_Aim of the exercise_.
Carry on the mailing-list thread below about monitoring routing protocol neighbor sessions toward clients, starting right after its last line.

_Document segment_.
==================================================
[c-nsp] Monitoring Routing Protocol Neighborships to clients

Scott Granados scott at granados-llc.net
Wed May 6 10:21:07 EDT 2015


NagIOS here and using SNMP traps to track neighbor and link state.

Also have a test instance of open NMS under evaluation which so far is doing well.


On May 6, 2015, at 10:05 AM, Christopher Hunt <dharmachris at gmail.com> wrote:

> I work at a small shop and only have a few customer BGP sessions, but I am
> quite happy with http://snmptt.sourceforge.net/ .  Using a hosts file we
> can name the hosts sanely and tune snmptt to  ignore some noisy customers
> 
> Cheers,
> Chris
> 
> On Wed, May 6, 2015 at 5:25 AM, Nick Cutting <ncutting at edgetg.co.uk> wrote:
> 
>> This question is about how you monitor your neighborship sessions towards
>> clients (with or without vrfs).  Whether it is EIGRP / OSPF / ISIS or BGP -
>> I am interested in how you are doing this.
==================================================
_Data extract_.

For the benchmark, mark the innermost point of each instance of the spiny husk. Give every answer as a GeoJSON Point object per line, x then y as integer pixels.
==================================================
_Answer for this exercise_.
>> 
>> For example -  EIGRP MIB is an absolute minefield, and I cannot seem to
>> get Neighbor up / neighbor down into our monitoring software (PRTG)
>> 
>> The best indication, is the log message on the routers and switches.
>> 
>> I imagine you larger shops are using splunk or some large syslog
>> processing daemon.
>> 
>> My questions are
>> 
>> (1) Is anyone using the CISCO MIB for neighbor up/down events, in any
>> protocol
>> (2) If using syslog, what daemon is watching the log (for syslog-ng etc),
>> and generating emails / alerts
>> (3) who is using EMM to generate alerts ? - this is not available on all
>> of our platforms - we are using IOS / IOS XE / Switches / Routers and ASA's.
>> 
>> And the "new" EMM on ASA 9.3 is very limited.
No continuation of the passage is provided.